[Opening Supplied text section]
Abstract
Vibrio campbellii BB120 (previously designated as Vibrio harveyi) is a fundamental model strain for studying population density-based cell-to-cell communication, known as quorum sensing. In V. campbellii BB120, sensing of autoinducers at high cell densities activates the expression of the master transcriptional regulator, LuxR, which controls the expression of genes involved in group behaviors. The environmental isolate Vibrio campbellii DS40M4 was recently shown to be capable of natural transformation, a process by which bacteria take up exogenous DNA and incorporate it into their genome via homologous recombination. In contrast, BB120 is not naturally transformable. Here, we compare additional phenotypes between these two V. campbellii strains. DS40M4 has a faster growth rate and stronger type VI secretion-mediated cell killing, whereas BB120 forms more robust biofilms and is bioluminescent. To explore the function of DS40M4-encoded homologs of the BB120 quorum-sensing system, we exploited the power of natural transformation to rapidly generate >30 mutant strains. Our results show that DS40M4 has a similar quorum-sensing circuit to BB120 but with three distinct differences: 1) DS40M4 lacks the canonical HAI-1 autoinducer LuxM synthase but has an active LuxN receptor, 2) the quorum regulatory small RNAs (Qrrs) are not solely regulated by autoinducer signaling through the response regulator LuxO, and 3) the DS40M4 LuxR regulon is <100 genes, which is relatively small compared to the >400 genes regulated in BB120. This work illustrates that DS40M4 is a tractable and relevant model strain for studying quorum-sensing phenotypes in Vibrio campbellii.
[Closing Supplied text section]
[Opening Dataset excerpt section]
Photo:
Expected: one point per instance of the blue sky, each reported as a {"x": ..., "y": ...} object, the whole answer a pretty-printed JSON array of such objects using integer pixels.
[Closing Dataset excerpt section]
Questions to answer:
1. What three differences does the abstract on Vibrio campbellii quorum sensing list between the DS40M4 and BB120 quorum-sensing circuits?
2. Could you write what comes next in the abstract on Vibrio campbellii quorum sensing, picking up after its final sentence?

Answers for the tasks:
1.
1) DS40M4 lacks the canonical HAI-1 autoinducer LuxM synthase but has an active LuxN receptor.
2) In DS40M4, the quorum regulatory small RNAs (Qrrs) are not solely regulated by autoinducer signaling through the response regulator LuxO.
3) The DS40M4 LuxR regulon is fewer than 100 genes, relatively small compared to the more than 400 genes regulated in BB120.

2.
Importance Wild isolates of bacterial type strains can yield important information about traits that vary within species. Here, we compare the recently sequenced isolate of Vibrio campbellii DS40M4 to the canonical lab type strain BB120 and examine several phenotypes that define this species, including quorum sensing, bioluminescence, and biofilm formation. Importantly, DS40M4 is naturally transformable with exogenous DNA, which allows for the rapid generation of mutants in a laboratory setting. By exploiting natural transformation, we genetically dissected the functions of BB120 quorum-sensing system homologs in the DS40M4 strain, including two-component signaling systems, transcriptional regulators, and small RNAs. Our results show important distinctions between the quorum-sensing circuits of these two strains that underscore the need to examine wild isolates alongside type strains.